Questions |
#1 From the piece on Joe Biden leaving the presidential race, pull out the part that begins at the words "It took 24 days" and ends after the words "look like now?".
#2 Write the next part of the piece on Joe Biden leaving the presidential race, starting after its last sentence.
*** Provided passage Section Begins ***
It took 24 days from showing the world how mentally incapable he was for Joe Biden to announce that he is no longer running for President. In doing so, Biden cemented his legacy and threw a wrench in the Republican campaign against him. What is that legacy, however, and what will the campaign for the next President look like now?
Democrats are desperately trying to frame this move as a courageous one by a selfless man who has accomplished great things his term in office. This is pure spin, as the reality of the Biden presidency is one of death and destruction. Biden is best known - by at least half of the country anyway - as the President who allowed at least 10 million illegals to come through the southern border, 40-year-high inflation, massive wars in Europe and the Middle East, and the biggest medical coverup since FDR was in a wheelchair.
Kamala Harris was there the whole time this all happened. She was named border czar, but never went to the border. She stumped for Biden’s economic plans and foreign policy. She covered up his mental decline. Every time she is on camera her poll numbers go down because of her sheer unlikability as a person. Yet she is the chosen successor for Joe Biden because she played the political game as well as anyone has since Barack Obama.
Harris began her political career as a deputy prosecutor in California after passing the bar exam on her second attempt. When she was 29, she started dating Speaker of the California Assembly Willie Brown, who was 60 and married at the time. Through his influence, she received high paying government patronage jobs. She spent the next decade parlaying personal relationships into political power, rising to become the Attorney General of California and eventually Senator.
*** Provided passage Section Ends ***
*** The data Section Begins ***
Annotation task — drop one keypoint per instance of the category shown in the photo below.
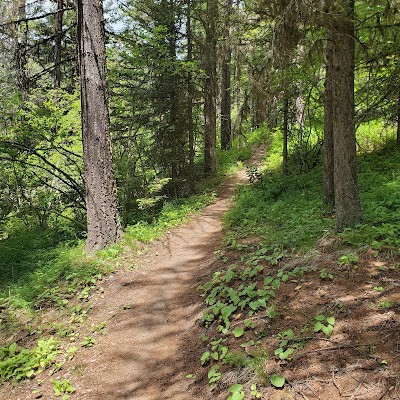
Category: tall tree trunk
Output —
(210, 89)
(347, 201)
(328, 149)
(101, 200)
(398, 120)
(226, 122)
(285, 168)
(190, 97)
(21, 41)
(57, 44)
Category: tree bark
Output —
(328, 149)
(210, 89)
(190, 97)
(226, 122)
(101, 201)
(20, 47)
(285, 168)
(398, 120)
(58, 43)
(347, 201)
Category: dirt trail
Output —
(151, 316)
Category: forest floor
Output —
(147, 319)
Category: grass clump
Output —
(286, 211)
(18, 364)
(172, 214)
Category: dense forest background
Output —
(118, 124)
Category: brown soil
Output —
(153, 313)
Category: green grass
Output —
(287, 211)
(31, 263)
(172, 214)
(42, 266)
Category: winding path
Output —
(152, 341)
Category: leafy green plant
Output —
*** The data Section Ends ***
Response list |
#1
It took 24 days from showing the world how mentally incapable he was for Joe Biden to announce that he is no longer running for President. In doing so, Biden cemented his legacy and threw a wrench in the Republican campaign against him. What is that legacy, however, and what will the campaign for the next President look like now?

#2
When Harris ran for President in 2020, polling immediately was in her favor. On paper, she’s a very attractive Democrat candidate. She is the daughter of Indian and Jamaican immigrants (although she falsely has claimed to be African-American), she spouts far left progressive ideology but also can claim that she’s tough on crime because she was a prosecutor. When people actually heard her speak, however, she plummeted so far so quickly that she was forced to drop her campaign before the Iowa caucuses.
Joe Biden brought Harris back from the political scrapyard for one reason and one reason only: She was a woman of color. In March 2020, he vowed to pick a woman as his Vice President. In August 2020, he was pressured by prominent black celebrities and political leaders to make that pick a black woman, which he promised to do. The list was short, and Kamala was the most prominent name on the list, so she got the call.
This was politically convenient for Harris, obviously, and she had no problem flip-flopping on her previous criticisms of Biden instantly. On the debate stage and in the campaign trail, Harris accused Biden of siding with segregationists to keep people who looked like her out of school and said that she believed the women that accused Biden of harassment and assault. She was never asked about this flip flopping, and she never offered an explanation.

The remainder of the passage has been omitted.